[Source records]
_ _ _ _ _ _ _
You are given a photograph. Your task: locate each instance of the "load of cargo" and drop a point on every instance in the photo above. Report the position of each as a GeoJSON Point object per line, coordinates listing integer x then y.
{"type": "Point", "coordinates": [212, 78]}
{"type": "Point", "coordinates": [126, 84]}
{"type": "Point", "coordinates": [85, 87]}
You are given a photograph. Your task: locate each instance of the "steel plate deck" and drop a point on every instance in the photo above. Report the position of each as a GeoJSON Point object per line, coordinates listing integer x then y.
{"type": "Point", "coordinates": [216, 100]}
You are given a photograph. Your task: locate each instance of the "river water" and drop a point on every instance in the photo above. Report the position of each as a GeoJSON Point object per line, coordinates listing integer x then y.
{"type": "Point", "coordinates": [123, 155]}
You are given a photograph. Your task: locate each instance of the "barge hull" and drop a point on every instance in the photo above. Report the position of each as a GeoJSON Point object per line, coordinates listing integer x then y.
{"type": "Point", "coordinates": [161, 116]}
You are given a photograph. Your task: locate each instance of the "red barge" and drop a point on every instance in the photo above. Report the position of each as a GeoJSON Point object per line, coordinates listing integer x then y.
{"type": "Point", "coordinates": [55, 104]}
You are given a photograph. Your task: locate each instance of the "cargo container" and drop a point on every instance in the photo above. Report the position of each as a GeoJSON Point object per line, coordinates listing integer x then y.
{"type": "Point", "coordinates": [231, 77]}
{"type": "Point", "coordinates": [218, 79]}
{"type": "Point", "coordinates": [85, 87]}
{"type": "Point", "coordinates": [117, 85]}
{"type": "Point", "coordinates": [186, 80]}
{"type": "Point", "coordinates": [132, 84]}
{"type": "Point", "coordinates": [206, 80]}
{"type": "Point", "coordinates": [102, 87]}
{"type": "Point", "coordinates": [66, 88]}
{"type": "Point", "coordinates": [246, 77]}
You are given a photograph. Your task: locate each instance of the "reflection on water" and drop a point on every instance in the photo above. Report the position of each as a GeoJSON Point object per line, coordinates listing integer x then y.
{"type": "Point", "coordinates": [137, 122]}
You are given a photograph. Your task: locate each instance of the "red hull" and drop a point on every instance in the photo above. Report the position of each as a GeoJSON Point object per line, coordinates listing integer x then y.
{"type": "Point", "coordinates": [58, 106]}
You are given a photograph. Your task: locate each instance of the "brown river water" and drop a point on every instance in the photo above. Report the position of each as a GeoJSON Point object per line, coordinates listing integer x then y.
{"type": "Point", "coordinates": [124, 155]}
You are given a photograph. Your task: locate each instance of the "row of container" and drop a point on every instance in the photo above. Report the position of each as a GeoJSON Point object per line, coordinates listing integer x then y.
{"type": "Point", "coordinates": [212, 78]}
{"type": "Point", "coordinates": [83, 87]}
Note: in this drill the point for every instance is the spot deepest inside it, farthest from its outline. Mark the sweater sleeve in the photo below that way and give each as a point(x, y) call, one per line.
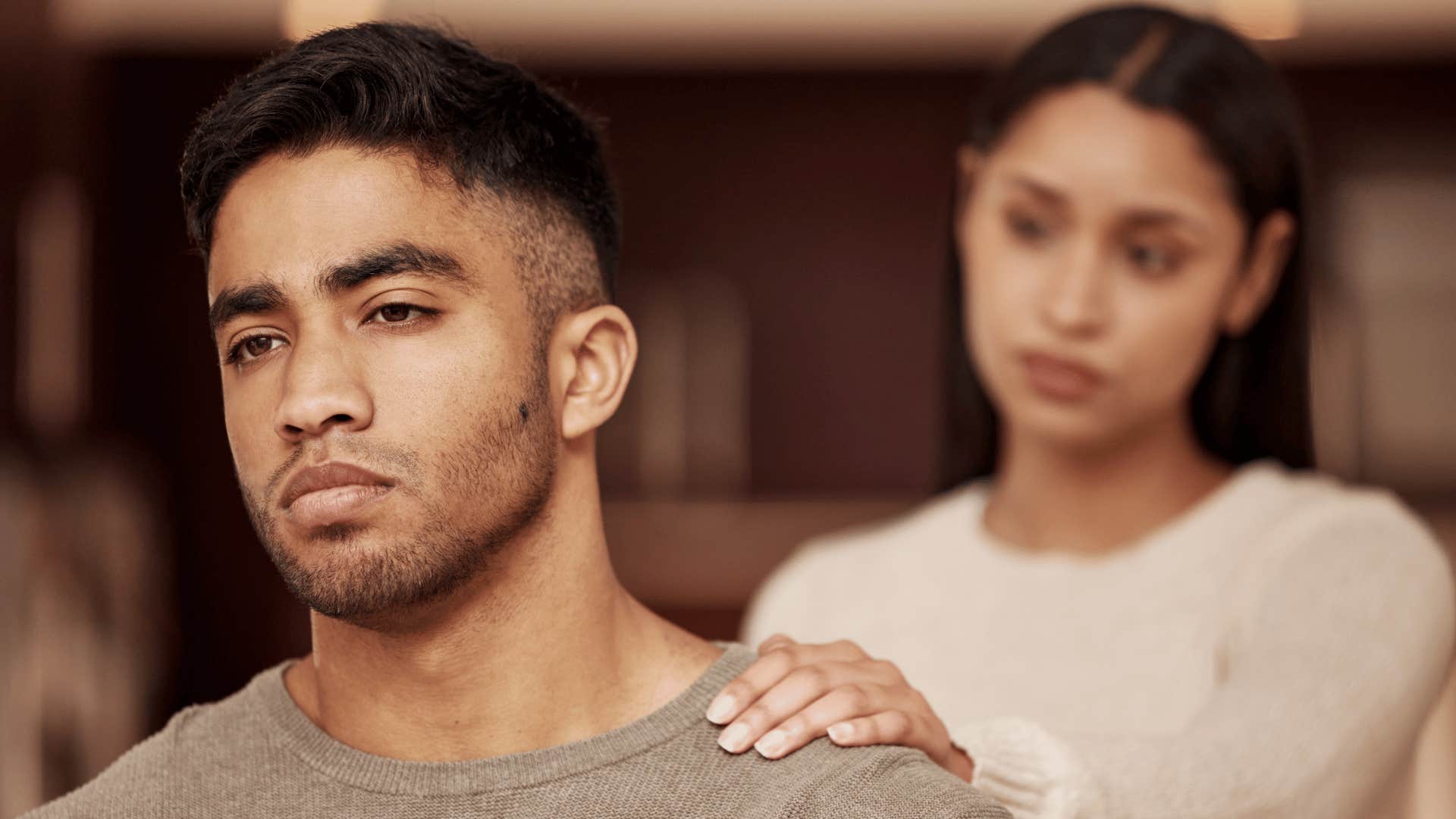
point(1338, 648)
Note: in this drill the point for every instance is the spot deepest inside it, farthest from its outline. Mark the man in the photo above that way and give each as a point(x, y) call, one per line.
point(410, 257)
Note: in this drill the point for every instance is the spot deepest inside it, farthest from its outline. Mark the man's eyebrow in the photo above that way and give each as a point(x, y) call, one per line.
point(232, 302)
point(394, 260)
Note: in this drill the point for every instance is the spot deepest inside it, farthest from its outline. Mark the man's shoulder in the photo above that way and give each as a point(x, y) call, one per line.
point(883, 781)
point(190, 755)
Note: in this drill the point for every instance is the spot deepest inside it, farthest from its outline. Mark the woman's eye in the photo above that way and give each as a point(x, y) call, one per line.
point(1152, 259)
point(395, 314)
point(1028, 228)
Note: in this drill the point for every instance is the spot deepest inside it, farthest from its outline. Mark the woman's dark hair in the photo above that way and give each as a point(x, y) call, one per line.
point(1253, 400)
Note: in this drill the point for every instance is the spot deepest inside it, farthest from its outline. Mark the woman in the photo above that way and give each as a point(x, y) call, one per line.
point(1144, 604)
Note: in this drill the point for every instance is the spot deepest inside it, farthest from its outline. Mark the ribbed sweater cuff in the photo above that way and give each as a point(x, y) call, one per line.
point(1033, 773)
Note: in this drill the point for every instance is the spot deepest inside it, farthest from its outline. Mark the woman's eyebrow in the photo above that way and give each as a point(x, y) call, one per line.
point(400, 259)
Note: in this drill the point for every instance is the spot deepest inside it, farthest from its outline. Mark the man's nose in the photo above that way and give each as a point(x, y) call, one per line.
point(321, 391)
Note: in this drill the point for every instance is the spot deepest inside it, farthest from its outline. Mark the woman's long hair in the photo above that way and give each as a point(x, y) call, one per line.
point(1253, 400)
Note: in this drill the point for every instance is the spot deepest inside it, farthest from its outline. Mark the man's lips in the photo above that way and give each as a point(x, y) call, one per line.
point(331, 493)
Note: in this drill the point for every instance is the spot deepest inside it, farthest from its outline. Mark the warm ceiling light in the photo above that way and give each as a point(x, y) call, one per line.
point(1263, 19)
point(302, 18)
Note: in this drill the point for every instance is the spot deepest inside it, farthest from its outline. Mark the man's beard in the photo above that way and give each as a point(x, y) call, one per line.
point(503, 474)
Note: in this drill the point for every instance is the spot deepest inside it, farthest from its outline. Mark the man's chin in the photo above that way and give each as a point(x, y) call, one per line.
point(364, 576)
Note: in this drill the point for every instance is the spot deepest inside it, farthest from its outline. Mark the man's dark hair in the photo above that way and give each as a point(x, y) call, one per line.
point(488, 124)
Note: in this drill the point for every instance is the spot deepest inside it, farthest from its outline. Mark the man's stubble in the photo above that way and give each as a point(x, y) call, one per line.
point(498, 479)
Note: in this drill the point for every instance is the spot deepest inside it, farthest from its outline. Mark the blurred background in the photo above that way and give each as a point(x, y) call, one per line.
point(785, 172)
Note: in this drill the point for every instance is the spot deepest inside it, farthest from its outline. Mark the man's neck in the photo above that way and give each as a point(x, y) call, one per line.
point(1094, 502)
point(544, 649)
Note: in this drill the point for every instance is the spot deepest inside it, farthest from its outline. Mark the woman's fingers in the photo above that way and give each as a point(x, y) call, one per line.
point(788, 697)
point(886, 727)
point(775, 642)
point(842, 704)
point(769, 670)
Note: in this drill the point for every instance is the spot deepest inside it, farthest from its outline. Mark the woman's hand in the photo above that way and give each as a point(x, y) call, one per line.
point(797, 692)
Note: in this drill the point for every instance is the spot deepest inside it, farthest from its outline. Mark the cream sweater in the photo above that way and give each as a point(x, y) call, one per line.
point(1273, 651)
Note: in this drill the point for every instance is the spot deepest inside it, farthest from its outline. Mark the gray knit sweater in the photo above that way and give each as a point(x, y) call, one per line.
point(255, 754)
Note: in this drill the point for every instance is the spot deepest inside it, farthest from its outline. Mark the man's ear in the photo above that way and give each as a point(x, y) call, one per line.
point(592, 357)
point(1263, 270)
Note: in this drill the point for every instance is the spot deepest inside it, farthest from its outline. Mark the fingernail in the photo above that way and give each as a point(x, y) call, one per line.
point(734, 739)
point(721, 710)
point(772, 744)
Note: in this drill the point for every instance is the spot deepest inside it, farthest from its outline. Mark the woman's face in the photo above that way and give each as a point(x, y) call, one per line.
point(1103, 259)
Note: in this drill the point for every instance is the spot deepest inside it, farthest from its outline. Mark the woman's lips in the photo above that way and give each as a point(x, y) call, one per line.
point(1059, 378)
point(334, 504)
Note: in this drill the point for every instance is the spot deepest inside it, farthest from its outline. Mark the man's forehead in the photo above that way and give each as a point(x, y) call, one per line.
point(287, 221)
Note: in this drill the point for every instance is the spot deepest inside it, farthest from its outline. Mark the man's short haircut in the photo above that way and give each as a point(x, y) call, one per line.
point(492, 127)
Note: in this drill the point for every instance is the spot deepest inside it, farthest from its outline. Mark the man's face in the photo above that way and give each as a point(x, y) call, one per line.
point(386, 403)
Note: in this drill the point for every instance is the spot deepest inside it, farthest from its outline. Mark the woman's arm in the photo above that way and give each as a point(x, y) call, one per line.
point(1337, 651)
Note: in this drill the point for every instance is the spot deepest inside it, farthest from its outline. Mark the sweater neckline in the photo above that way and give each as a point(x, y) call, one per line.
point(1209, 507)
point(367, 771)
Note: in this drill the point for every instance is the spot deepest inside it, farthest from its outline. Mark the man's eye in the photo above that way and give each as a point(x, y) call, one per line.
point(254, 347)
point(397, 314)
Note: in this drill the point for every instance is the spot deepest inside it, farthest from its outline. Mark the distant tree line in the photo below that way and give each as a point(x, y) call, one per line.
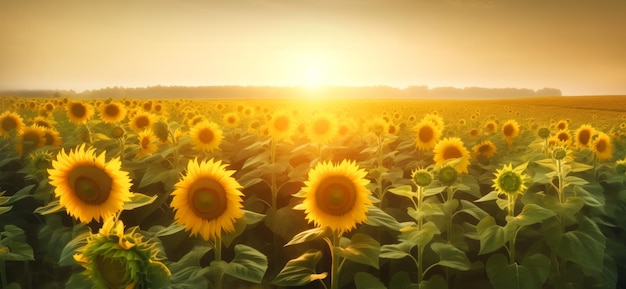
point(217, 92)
_ _ _ _ _ _ _
Every line between the one containing "the sweater neckline" and the last line of the data above, both included, should be copied exactly, but not the pictures.

Note: in this drill the point for every instance is the spot deepest inside it, farthest from its outline. Mark the sweater neckline in the photo above that way and give each as a point(x, y) call, one per line.
point(1209, 507)
point(367, 771)
Note: in this drill the point for every instance is the spot deepest inside it, farthest from its outline. Mark the man's eye in the photo above that way and give each as a point(x, y) call, one per line.
point(254, 347)
point(397, 314)
Note: in this drill the point for every instance is the spot deepest inside it, farthest from its outline. Mark the distant tree line in the photo below that way and give each as a point(x, y) call, one per line.
point(217, 92)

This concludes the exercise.